* What you should do: Please print the full listing exactly.

[Data to use — start]

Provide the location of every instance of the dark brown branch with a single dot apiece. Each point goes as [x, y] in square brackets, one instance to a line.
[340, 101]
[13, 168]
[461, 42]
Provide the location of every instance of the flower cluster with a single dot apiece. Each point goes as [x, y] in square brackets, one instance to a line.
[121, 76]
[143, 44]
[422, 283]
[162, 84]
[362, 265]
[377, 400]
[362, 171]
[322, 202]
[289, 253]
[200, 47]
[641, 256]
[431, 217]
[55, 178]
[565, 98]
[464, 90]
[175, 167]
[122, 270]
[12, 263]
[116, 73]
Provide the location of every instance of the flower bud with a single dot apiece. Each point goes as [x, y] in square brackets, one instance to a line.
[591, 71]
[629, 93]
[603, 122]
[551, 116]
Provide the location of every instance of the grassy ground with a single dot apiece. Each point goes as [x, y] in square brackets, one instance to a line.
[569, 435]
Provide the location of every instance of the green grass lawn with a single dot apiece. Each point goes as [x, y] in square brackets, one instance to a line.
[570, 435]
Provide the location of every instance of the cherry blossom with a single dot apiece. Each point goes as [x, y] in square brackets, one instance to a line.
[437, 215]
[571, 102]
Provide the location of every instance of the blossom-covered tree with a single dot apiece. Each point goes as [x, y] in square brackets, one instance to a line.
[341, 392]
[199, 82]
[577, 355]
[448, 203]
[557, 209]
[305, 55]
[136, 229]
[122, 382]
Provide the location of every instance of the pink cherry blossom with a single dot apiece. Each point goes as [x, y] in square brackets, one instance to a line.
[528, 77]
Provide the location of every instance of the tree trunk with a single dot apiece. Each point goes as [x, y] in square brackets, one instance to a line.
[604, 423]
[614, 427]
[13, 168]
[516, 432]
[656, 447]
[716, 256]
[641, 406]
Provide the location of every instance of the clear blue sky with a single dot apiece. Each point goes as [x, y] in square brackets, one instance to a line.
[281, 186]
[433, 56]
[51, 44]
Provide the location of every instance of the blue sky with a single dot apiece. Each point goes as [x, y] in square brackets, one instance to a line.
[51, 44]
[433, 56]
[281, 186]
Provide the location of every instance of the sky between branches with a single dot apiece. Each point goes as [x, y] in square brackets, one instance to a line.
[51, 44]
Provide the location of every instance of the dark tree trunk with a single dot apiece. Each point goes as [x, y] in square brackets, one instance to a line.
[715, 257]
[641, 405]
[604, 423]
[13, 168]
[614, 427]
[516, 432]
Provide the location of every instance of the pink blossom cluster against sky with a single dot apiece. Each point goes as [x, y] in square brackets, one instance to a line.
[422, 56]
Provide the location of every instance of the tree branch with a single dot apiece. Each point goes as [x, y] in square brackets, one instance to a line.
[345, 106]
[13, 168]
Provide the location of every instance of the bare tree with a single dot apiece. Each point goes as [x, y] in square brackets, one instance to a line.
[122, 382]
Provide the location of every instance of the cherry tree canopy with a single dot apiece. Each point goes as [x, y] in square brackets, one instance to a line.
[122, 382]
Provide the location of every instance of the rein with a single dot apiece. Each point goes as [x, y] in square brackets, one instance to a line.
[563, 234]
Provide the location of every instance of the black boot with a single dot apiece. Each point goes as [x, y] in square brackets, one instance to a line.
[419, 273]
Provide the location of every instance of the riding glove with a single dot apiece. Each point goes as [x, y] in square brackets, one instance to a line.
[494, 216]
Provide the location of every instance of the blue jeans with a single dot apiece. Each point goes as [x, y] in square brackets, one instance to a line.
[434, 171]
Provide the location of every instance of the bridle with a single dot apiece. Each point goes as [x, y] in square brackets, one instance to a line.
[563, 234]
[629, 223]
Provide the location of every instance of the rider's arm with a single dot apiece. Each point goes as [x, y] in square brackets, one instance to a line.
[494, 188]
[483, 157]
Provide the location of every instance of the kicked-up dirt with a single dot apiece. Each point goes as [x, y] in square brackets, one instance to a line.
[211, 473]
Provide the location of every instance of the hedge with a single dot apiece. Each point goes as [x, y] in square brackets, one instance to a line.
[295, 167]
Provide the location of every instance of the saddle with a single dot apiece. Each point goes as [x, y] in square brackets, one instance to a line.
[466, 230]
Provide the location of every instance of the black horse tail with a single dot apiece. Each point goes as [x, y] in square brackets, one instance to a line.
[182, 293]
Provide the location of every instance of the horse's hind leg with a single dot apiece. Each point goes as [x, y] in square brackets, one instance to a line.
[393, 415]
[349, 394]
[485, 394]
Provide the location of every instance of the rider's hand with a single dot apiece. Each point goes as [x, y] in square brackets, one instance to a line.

[Data to use — finish]

* Reply to the exercise:
Provide the location of every instance of the dark brown branch with a single dot apiece. Each point goes as [x, y] in square brackets, one instance to a line.
[340, 101]
[13, 168]
[461, 42]
Provide the location of every instance of the flower cluster with a single dot apiece. Each point goes as [x, y] in square brackets, one instance to a line.
[121, 76]
[143, 44]
[422, 283]
[162, 84]
[362, 265]
[377, 400]
[362, 171]
[322, 202]
[289, 253]
[200, 47]
[641, 256]
[431, 217]
[55, 178]
[565, 98]
[464, 90]
[175, 167]
[122, 270]
[12, 263]
[116, 73]
Provide the location of every instance of the flower bud with a single dot apiece. Each point goes as [x, y] in square brackets, one instance to a line.
[591, 71]
[629, 93]
[603, 122]
[551, 116]
Provide the location of every instance of the grassy ground with a single dot apiece. Each point goes as [x, y] in square brackets, one instance to a line.
[569, 435]
Provide the location of every instance of the green grass lawn with a single dot apiece. Each point goes as [x, y] in square brackets, one instance to a line.
[570, 435]
Provide the location of every instance of the cherry blossom with a single dot apiece. Each point goes as [x, y] in square brackets, one instance to a line.
[437, 215]
[571, 102]
Provide the location of every instance of the blossom-covered tree with a single dot apiece. Each point goes as [x, y] in square brackets, one instance to a line.
[341, 392]
[199, 82]
[577, 355]
[448, 203]
[557, 209]
[305, 55]
[136, 229]
[122, 382]
Provide the location of every instance of the pink cherry blossom with a single dot apiece. Each point goes as [x, y] in square brackets, one instance to a line.
[528, 77]
Provide the location of every instance of the tree trunk with a single dot apiece. Each point goes as [x, y] in square brackets, one instance to a line.
[604, 423]
[614, 427]
[13, 168]
[516, 432]
[656, 447]
[716, 256]
[641, 406]
Provide the location of every instance of the clear blue sky with a single dot apiece. Each point goes as [x, y] in square brackets, one instance to a line.
[281, 186]
[433, 56]
[51, 44]
Provide the location of every instance of the blue sky with a single dot apiece. Each point goes as [x, y] in square brackets, one instance to a line.
[51, 44]
[433, 56]
[281, 186]
Provide the location of every instance of the sky between branches with a single dot apiece. Each point goes as [x, y] in square brackets, one instance to a line.
[51, 44]
Provide the location of every instance of the dark tree trunk with a single dot apiece. Each point goes as [x, y] in square brackets, one instance to a line.
[715, 257]
[641, 405]
[604, 423]
[13, 168]
[614, 427]
[516, 432]
Provide the location of every instance of the pink blossom cluster against sky with a single dot apiece. Each point goes as [x, y] in square brackets, one instance to a line.
[422, 56]
Provide the location of every instance of the tree branch with a single dot apiece. Each point goes as [x, y] in square brackets, one instance to a line.
[345, 106]
[13, 168]
Provide the location of every instance of the bare tree with a single dot apiece. Each point goes as [x, y] in square brackets, one instance to a line.
[122, 382]
Provide the location of every instance of the cherry tree canopy with a single dot apiece. Each point goes as [x, y] in square brackets, one instance to a line.
[122, 382]
Provide the location of every instance of the rein with a single dot apiece. Each point goes as [x, y] in square brackets, one instance to a line.
[563, 234]
Provide the location of every instance of the black boot with a single dot apiece. Each point goes as [x, y] in square brackets, one instance to a line.
[419, 273]
Provide the location of every instance of the riding glove with a single dot apiece. Each point goes as [x, y] in square brackets, one instance to a line.
[494, 216]
Provide the location of every instance of the blue jeans with a single dot apiece. Each point goes as [x, y] in square brackets, one instance to a line.
[434, 171]
Provide the location of every instance of the bridle with a single dot apiece. Each point goes as [x, y] in square brackets, one instance to a line.
[563, 234]
[629, 223]
Provide the location of every instance of the rider's arm with a single dot apiece. Each point goes as [x, y] in square brackets, one instance to a line.
[494, 188]
[483, 157]
Provide the location of every instance of the kicked-up dirt with a single dot apiece. Each point goes as [x, y] in square brackets, one instance to a line.
[211, 473]
Provide the location of every instance of the hedge with a single dot apiece. Each point goes as [x, y] in square brackets, one instance to a line.
[295, 167]
Provide the location of every instance of the saddle with a single dot apiece. Each point goes as [x, y] in square brackets, one instance to a line.
[466, 230]
Provide the location of every instance of the black horse tail with a single dot apiece. Each point goes as [x, y] in square brackets, one instance to a line.
[182, 293]
Provide the location of every instance of the horse's hind leg with a single dot apiece. Each point goes as [x, y] in square brackets, one instance to a line.
[393, 415]
[349, 394]
[485, 394]
Provide the location of every instance of the rider's hand with a single dot apiece. Each point goes as [x, y] in square brackets, one instance to a line.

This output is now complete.